### THE PROBLEM
Render the listing below as a numbered list, one item per line, with blank lines dropped. Leave the pictures out of your answer.

(Rows taken from a pointing dataset)
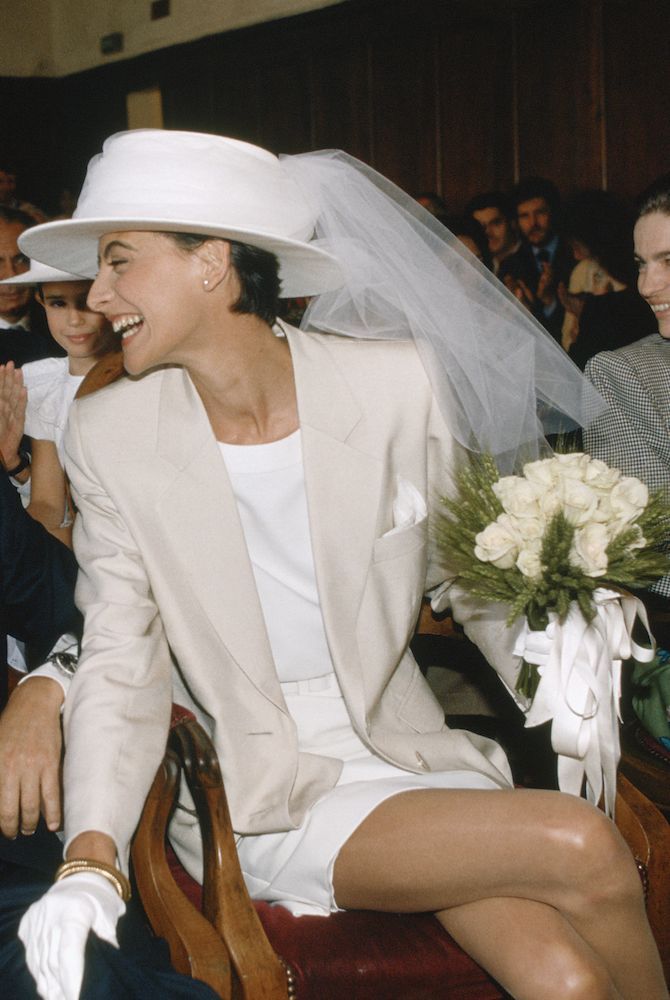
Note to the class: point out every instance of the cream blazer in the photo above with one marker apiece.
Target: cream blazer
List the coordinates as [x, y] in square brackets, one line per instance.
[171, 607]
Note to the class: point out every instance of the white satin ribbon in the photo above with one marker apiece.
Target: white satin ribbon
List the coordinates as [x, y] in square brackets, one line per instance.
[579, 690]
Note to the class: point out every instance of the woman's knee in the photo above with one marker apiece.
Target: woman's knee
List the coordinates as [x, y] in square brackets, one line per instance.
[579, 978]
[597, 860]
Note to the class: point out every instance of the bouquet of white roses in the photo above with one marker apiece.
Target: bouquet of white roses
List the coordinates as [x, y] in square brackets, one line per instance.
[561, 545]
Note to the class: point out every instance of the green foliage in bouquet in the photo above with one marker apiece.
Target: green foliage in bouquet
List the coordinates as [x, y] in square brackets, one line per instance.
[525, 542]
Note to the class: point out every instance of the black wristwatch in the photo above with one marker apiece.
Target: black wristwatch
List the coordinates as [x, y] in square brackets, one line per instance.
[65, 662]
[24, 463]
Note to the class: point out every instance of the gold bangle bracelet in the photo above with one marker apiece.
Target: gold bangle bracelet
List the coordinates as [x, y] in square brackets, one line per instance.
[112, 874]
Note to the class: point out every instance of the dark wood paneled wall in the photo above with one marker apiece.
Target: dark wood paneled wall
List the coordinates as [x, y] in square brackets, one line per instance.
[455, 96]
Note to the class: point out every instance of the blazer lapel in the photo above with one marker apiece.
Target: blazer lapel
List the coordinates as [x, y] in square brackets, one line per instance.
[343, 485]
[200, 511]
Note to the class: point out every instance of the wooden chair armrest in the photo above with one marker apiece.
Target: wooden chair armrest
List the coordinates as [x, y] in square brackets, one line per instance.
[195, 947]
[228, 912]
[647, 833]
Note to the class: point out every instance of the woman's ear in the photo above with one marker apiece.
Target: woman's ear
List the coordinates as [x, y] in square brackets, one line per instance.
[215, 262]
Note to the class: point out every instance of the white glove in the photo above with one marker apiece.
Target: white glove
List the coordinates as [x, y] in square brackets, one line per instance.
[55, 929]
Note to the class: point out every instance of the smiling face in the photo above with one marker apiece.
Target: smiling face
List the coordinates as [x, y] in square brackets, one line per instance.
[534, 218]
[82, 333]
[652, 253]
[14, 299]
[498, 228]
[152, 293]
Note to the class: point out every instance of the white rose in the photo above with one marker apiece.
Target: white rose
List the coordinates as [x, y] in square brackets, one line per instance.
[499, 542]
[579, 501]
[518, 496]
[629, 498]
[528, 561]
[572, 466]
[550, 503]
[543, 472]
[589, 549]
[600, 476]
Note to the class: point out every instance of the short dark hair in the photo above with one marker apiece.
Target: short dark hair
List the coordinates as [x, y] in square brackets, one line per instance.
[655, 198]
[8, 214]
[465, 225]
[537, 187]
[491, 199]
[257, 270]
[604, 224]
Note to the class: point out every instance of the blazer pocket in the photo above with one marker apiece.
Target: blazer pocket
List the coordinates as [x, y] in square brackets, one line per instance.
[398, 543]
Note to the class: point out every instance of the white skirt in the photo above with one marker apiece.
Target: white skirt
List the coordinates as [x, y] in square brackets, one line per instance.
[294, 868]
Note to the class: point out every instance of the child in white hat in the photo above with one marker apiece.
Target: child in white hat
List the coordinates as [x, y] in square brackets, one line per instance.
[35, 400]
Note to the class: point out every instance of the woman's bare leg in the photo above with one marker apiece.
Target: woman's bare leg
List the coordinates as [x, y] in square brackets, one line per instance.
[538, 886]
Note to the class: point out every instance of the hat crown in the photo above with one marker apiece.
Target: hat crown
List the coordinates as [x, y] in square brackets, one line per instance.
[183, 178]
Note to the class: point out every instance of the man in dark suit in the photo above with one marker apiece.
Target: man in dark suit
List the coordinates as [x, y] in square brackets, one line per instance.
[546, 259]
[37, 577]
[23, 336]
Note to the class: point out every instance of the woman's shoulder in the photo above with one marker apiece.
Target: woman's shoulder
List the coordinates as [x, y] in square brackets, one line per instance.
[389, 353]
[44, 372]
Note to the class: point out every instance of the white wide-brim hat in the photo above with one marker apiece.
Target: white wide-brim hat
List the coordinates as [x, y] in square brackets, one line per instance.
[189, 182]
[41, 274]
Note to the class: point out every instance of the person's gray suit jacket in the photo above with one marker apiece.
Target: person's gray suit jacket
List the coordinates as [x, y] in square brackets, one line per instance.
[634, 433]
[166, 577]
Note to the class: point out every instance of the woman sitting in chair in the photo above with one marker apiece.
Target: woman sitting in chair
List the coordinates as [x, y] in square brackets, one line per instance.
[253, 535]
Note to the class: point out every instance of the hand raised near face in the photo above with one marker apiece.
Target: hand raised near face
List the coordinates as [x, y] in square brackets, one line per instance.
[30, 755]
[13, 398]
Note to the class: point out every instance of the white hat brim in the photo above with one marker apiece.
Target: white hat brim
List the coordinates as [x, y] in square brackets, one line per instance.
[42, 274]
[304, 268]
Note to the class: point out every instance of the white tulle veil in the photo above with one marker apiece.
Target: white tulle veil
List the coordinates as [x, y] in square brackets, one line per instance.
[501, 380]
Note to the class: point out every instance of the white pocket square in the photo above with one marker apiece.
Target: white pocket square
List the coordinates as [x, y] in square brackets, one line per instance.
[409, 507]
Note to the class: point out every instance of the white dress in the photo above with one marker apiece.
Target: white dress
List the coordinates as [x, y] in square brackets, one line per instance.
[294, 868]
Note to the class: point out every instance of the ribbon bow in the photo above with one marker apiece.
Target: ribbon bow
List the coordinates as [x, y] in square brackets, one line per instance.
[580, 687]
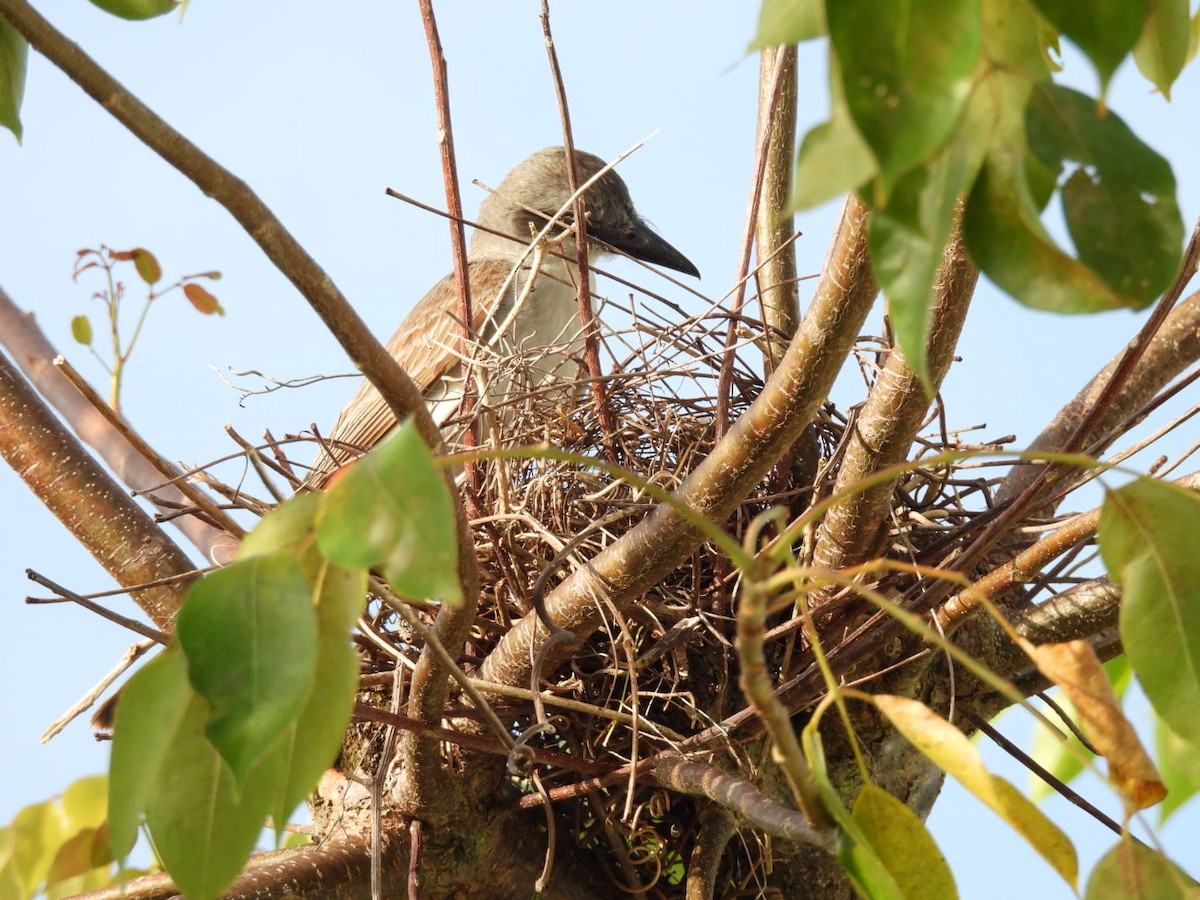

### IN RESPONSE
1. Note to the class: point out every instance of the cream blazer in the photo above with one marker apiece.
2. Target: cream blazer
3. List the coordinates as [x, y] in square brackets, one line per instance.
4. [171, 607]
5. Note to the class: point out every instance of the white satin ribbon in the photo above with one marker apiece.
6. Target: white satin ribbon
7. List the coordinates as [x, y] in square brackets, one line per instance.
8. [579, 690]
9. Note to the class: point out every instance of the woman's knee in the photo above with one marker apiece.
10. Target: woman's knee
11. List the coordinates as [x, y] in square brackets, one line per instance.
12. [579, 978]
13. [597, 860]
14. Note to the class: point out every instance of the bouquet of white roses in the photo above with one marker apiece.
15. Target: bouquet of white roses
16. List the coordinates as [x, y] in square brackets, one line per instance.
17. [561, 545]
18. Note to the class: point out every instance of the green foliage in bouquet in the photo above with one marker apiece.
19. Target: green foliage in bouquet
20. List the coordinates as [x, y] in square brackets, one line per instance.
21. [525, 542]
22. Note to the class: point out every instance of the black wristwatch in the photo above with one marker apiece.
23. Target: black wristwatch
24. List the coordinates as [x, y] in square brackets, one line per instance.
25. [65, 662]
26. [24, 463]
27. Note to the class: point out every instance of the gold bangle bracelet in the photo above with one marker apiece.
28. Target: gold bangle bracelet
29. List the coordinates as [x, y] in square brackets, one line per instance.
30. [112, 874]
31. Note to the class: point out every instance of the dark wood paneled wall in the photo above with one marker apiece.
32. Target: dark wood paneled wall
33. List the coordinates as [x, y] in square brackets, one line per instance.
34. [455, 96]
35. Note to the class: point out every instance of the blazer lapel in the photo above with one marker apiece.
36. Target: blazer lapel
37. List the coordinates as [x, y] in square brackets, one line per instance.
38. [343, 485]
39. [200, 511]
40. Note to the class: point out every instance of the wooden chair armrest in the photo above with one marker apiece.
41. Target: wooden chair armrest
42. List the coordinates as [x, y] in square brackets, one line per instance.
43. [195, 947]
44. [228, 912]
45. [647, 833]
46. Note to the class: point out every instance of the woman's ear in the photo above with one marker apiece.
47. Target: woman's ear
48. List the coordinates as [x, y] in square brackets, one line per instance.
49. [215, 262]
50. Note to the class: point out every instance of the white glove in the photo above with one marker apiece.
51. Target: white glove
52. List the coordinates as [x, y] in square brackets, one line per instance.
53. [55, 929]
54. Note to the class: point out every instance of the smiling face in the photo above with one marker apiece.
55. Target: smiling face
56. List the coordinates as [x, y] in square brackets, one line per instance.
57. [534, 218]
58. [82, 333]
59. [652, 253]
60. [14, 299]
61. [498, 228]
62. [152, 293]
63. Note to the class: point out every instance of the white rose in the photo above with one marker apiece.
64. Target: white rose
65. List the coordinates as [x, y] in square brackets, one line per instance.
66. [499, 542]
67. [579, 501]
68. [518, 496]
69. [629, 498]
70. [528, 561]
71. [572, 466]
72. [550, 503]
73. [543, 472]
74. [589, 549]
75. [600, 476]
76. Note to the class: point out every instance of the short dark hair in the photo above with one marker apiece.
77. Target: short dark hair
78. List the coordinates as [x, y] in square brackets, one line per instance.
79. [655, 198]
80. [8, 214]
81. [465, 225]
82. [537, 187]
83. [491, 199]
84. [257, 270]
85. [604, 224]
86. Note to the class: point out every instance of the blazer pocket in the photo above with one marker apiece.
87. Target: blazer pocket
88. List the coordinates as [x, y] in square brackets, one line per instance.
89. [398, 543]
90. Note to the class: point out every instance of the white skirt in the photo above with one marker apiece.
91. Target: white skirt
92. List the coordinates as [x, y] in square brackets, one line per instance.
93. [294, 868]
94. Note to the class: point out every instance of the child in white hat in the photo above with one marker apiece.
95. Target: child in white hat
96. List the coordinates as [x, y] in square brackets, one line per instance.
97. [35, 400]
98. Note to the class: point out every instance of the woman's bare leg in the photo above with one marker apiece.
99. Target: woman's bare leg
100. List the coordinates as [x, y] in square brackets, one line per instance.
101. [538, 886]
102. Note to the class: point out every instance of the hat crown in the photo above with one marker apiece.
103. Target: hat crown
104. List the coordinates as [x, y] in square brackets, one line per instance.
105. [183, 178]
106. Note to the class: point out every instance of the man in dark suit in the photo above with one marker apiece.
107. Target: man in dark suit
108. List the coordinates as [x, y] in square brackets, one line per instance.
109. [546, 259]
110. [37, 577]
111. [23, 336]
112. Note to the class: point out every instance of the woman's shoulder in the photo above with one marker apiece.
113. Target: woman's shoulder
114. List the coordinates as [x, y] in square brackets, one line per instance.
115. [389, 353]
116. [44, 372]
117. Note to the class: point out every instance of the white wide-brim hat in the photo above with one marker apiece.
118. Target: white wide-brim hat
119. List the coordinates as [x, y] in square brackets, one line per instance.
120. [189, 182]
121. [41, 274]
122. Note to the class: point out every instance of the person's gray suit jacket in the photo above with one marker apiece.
123. Target: person's gray suit jacket
124. List the coordinates as [x, y] in square brackets, one line per instance.
125. [634, 433]
126. [166, 577]
127. Note to the class: point out every instance of the woman sitting in chair in the photo above with one marker apiece.
128. Target: woman sitting in chair
129. List the coordinates as [x, y] in square brackets, one line per instance.
130. [253, 535]
131. Note to the class: point out every instance of the hand raised near face in the photo above with one marker apiece.
132. Target: hand raised near face
133. List the coordinates as [x, y] in square brackets, one line per instance.
134. [30, 755]
135. [13, 398]
136. Note to the class: point out every instance of the white hat brim in the photo above with one marker apiece.
137. Target: white hat brim
138. List the coordinates as [x, y] in square brackets, one line per instance.
139. [42, 274]
140. [304, 268]
141. Note to the class: point out every instance of the white tulle veil in the photo above with one marker apiece.
142. Target: white tulle veil
143. List the coordinates as [x, y] in square brackets, one line per instance.
144. [501, 380]
145. Note to the class: point out every instance of the white pocket square in the photo above with one marker apiece.
146. Target: white pocket square
147. List the coordinates as [x, y] in square brackets, one line per instance.
148. [409, 507]
149. Note to the class: point out every instance of the white dress in the photo above with one marker apiece.
150. Target: white dress
151. List the coordinates as [x, y] in square brackets, one line per instance.
152. [294, 868]
153. Note to the class: point out every instance of the ribbon bow in the photo above with one marker apiece.
154. Target: ribbon bow
155. List the coordinates as [x, y] in square brackets, one line per instance.
156. [580, 687]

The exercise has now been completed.